**What you need to do**
Would you return, word for word, the lines of the data below from the line with "Hey team, new labeling batch. Target class is engine" through the line with "Hey team, new labeling batch. Target class is nose landing", and no others?

**Stored data entries**
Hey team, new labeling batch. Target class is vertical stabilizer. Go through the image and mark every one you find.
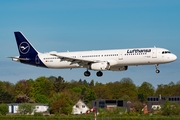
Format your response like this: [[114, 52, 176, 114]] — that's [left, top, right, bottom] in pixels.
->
[[14, 32, 39, 56], [13, 32, 46, 67]]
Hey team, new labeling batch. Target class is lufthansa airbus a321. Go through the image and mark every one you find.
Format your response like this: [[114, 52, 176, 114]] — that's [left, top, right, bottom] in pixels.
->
[[8, 32, 177, 77]]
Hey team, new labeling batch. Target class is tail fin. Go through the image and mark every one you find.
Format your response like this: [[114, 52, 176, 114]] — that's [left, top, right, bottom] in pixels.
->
[[14, 32, 39, 56]]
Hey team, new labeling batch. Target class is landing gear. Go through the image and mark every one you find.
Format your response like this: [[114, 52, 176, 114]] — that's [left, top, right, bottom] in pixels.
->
[[84, 70, 91, 77], [96, 71, 103, 77], [155, 64, 160, 73], [156, 69, 160, 73], [84, 70, 103, 77]]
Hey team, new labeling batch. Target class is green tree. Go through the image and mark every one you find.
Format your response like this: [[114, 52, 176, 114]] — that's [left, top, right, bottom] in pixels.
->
[[106, 82, 121, 99], [0, 81, 14, 103], [93, 83, 112, 99], [82, 80, 88, 86], [0, 90, 14, 103], [34, 76, 53, 98], [14, 80, 31, 103], [107, 78, 137, 100], [162, 100, 180, 116], [49, 93, 73, 115], [0, 81, 14, 95], [0, 81, 6, 92], [174, 84, 180, 96], [70, 85, 96, 104], [121, 95, 131, 101], [89, 79, 94, 87], [18, 103, 35, 114], [14, 80, 31, 97], [78, 79, 83, 85], [26, 79, 35, 98], [53, 76, 66, 93], [34, 94, 49, 103], [155, 82, 175, 96], [138, 82, 154, 102], [120, 78, 137, 100], [48, 76, 57, 82], [0, 104, 8, 115]]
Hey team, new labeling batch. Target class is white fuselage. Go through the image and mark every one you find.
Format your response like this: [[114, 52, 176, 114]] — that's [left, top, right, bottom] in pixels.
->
[[37, 47, 177, 70]]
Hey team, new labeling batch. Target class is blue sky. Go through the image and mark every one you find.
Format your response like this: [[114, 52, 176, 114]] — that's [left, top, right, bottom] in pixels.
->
[[0, 0, 180, 87]]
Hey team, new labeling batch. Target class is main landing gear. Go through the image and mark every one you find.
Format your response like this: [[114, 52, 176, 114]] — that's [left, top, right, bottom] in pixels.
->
[[96, 71, 103, 77], [84, 70, 91, 77], [155, 64, 160, 73], [84, 70, 103, 77]]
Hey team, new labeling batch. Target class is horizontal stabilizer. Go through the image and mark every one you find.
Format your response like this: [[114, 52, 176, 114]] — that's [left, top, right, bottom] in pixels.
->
[[7, 56, 30, 61]]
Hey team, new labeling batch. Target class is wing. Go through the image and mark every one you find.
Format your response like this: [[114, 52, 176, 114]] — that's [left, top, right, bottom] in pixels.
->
[[50, 53, 99, 66]]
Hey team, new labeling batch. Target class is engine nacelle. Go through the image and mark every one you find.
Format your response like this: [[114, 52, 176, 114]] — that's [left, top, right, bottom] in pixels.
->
[[110, 66, 128, 71], [90, 62, 110, 71]]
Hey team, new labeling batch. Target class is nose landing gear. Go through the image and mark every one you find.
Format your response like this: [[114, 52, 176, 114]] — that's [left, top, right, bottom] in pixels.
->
[[155, 64, 160, 73], [156, 69, 160, 73]]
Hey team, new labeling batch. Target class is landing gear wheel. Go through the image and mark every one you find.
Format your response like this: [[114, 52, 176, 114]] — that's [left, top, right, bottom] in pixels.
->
[[155, 64, 160, 74], [84, 71, 91, 77], [156, 69, 160, 73], [96, 71, 103, 77]]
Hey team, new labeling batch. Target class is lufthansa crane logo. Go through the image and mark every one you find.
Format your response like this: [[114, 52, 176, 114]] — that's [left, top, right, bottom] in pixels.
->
[[19, 42, 30, 54]]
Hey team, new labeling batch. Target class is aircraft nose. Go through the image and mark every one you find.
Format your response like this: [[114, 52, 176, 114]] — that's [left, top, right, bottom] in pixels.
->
[[174, 54, 177, 60], [172, 54, 177, 61]]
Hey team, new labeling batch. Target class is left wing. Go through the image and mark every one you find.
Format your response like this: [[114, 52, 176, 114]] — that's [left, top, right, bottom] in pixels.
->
[[50, 53, 100, 66]]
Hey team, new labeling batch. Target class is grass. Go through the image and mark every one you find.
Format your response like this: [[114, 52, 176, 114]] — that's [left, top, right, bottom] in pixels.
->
[[1, 115, 180, 120]]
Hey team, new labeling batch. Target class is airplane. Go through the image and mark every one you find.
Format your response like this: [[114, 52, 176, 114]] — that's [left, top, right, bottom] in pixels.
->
[[8, 31, 177, 77]]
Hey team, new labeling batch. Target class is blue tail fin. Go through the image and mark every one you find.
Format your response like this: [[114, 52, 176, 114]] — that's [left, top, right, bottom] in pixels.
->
[[14, 32, 39, 56], [14, 32, 46, 67]]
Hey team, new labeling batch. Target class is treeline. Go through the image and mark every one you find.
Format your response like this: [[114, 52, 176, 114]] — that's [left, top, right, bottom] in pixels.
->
[[0, 76, 180, 114]]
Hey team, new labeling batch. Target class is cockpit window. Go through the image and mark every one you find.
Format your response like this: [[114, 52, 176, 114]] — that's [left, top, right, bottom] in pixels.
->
[[162, 51, 171, 54]]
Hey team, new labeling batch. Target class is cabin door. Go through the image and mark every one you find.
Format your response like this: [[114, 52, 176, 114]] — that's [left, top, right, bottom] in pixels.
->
[[119, 52, 123, 60], [152, 49, 157, 58]]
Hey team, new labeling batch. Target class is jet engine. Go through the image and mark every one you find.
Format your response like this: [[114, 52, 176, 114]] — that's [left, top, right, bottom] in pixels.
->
[[110, 66, 128, 71], [89, 62, 110, 71]]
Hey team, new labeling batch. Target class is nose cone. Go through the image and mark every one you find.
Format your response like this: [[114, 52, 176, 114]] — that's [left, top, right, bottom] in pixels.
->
[[171, 54, 177, 61], [173, 54, 177, 61]]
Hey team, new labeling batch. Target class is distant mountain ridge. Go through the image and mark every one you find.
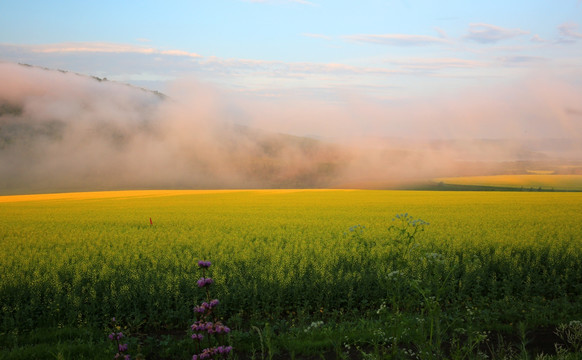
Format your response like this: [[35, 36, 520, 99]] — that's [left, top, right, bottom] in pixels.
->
[[13, 62, 168, 99]]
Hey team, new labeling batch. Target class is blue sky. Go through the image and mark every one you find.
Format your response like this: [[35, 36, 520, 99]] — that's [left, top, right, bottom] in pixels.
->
[[1, 0, 582, 139]]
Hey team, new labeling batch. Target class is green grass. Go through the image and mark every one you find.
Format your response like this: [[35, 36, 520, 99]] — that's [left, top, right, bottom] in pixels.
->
[[1, 190, 582, 359]]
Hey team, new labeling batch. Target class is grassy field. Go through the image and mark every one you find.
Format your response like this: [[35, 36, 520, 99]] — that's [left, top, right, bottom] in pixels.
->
[[1, 190, 582, 359], [434, 174, 582, 191]]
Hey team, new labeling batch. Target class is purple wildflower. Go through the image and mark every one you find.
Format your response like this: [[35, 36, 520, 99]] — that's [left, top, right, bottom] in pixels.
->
[[217, 345, 233, 354], [191, 259, 232, 359], [119, 344, 129, 352], [191, 321, 206, 332], [197, 277, 214, 288], [217, 325, 231, 334], [197, 260, 212, 268]]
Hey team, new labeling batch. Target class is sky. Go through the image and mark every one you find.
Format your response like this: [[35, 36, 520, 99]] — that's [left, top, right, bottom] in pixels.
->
[[1, 0, 582, 140]]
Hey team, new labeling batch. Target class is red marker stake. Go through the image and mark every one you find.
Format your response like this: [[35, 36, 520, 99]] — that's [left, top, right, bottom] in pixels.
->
[[149, 217, 153, 226]]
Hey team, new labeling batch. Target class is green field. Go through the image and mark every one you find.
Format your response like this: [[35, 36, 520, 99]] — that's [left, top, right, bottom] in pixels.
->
[[2, 190, 582, 359]]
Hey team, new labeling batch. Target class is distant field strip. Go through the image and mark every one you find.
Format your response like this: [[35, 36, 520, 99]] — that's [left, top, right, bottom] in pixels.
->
[[436, 174, 582, 190], [0, 189, 350, 203], [0, 190, 240, 202]]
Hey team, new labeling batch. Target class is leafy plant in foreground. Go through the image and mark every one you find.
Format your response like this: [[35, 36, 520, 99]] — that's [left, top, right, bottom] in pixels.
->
[[388, 212, 429, 252], [555, 320, 582, 354]]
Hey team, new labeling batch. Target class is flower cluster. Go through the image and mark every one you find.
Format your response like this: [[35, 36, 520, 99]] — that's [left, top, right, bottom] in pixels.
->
[[198, 260, 212, 268], [191, 260, 232, 359], [197, 277, 214, 288], [191, 320, 231, 335], [192, 345, 233, 359], [108, 332, 125, 341], [108, 318, 130, 360], [194, 299, 220, 313]]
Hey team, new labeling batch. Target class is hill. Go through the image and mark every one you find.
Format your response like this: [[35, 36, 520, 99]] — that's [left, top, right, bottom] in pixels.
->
[[432, 174, 582, 191], [0, 62, 345, 193]]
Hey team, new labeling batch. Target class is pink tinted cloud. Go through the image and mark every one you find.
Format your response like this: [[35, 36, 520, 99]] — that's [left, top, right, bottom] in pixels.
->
[[199, 56, 398, 77], [558, 23, 582, 40], [344, 33, 449, 46], [30, 42, 202, 58], [387, 57, 487, 71], [464, 23, 529, 43], [531, 34, 546, 43], [434, 27, 448, 39], [302, 33, 332, 40]]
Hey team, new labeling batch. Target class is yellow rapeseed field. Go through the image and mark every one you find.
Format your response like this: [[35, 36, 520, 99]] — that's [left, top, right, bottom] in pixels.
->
[[1, 189, 582, 343]]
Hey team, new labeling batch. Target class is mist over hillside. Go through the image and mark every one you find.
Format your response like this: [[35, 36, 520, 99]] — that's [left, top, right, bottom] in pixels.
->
[[1, 62, 580, 194]]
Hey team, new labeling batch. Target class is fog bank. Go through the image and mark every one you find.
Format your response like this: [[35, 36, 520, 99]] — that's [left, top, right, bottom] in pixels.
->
[[1, 63, 580, 194]]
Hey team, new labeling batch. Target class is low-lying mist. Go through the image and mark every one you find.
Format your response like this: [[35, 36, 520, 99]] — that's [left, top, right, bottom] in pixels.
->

**Expected answer**
Hey team, new labeling batch. Target class is engine nacelle. Go through the image and mark every one you find.
Format your response like this: [[114, 52, 176, 114]] — that's [left, top, right, bottom] in pixels.
->
[[110, 66, 128, 71], [90, 62, 110, 71]]
Hey team, new labeling batch. Target class is nose landing gear. Go through the image and mark every one you find.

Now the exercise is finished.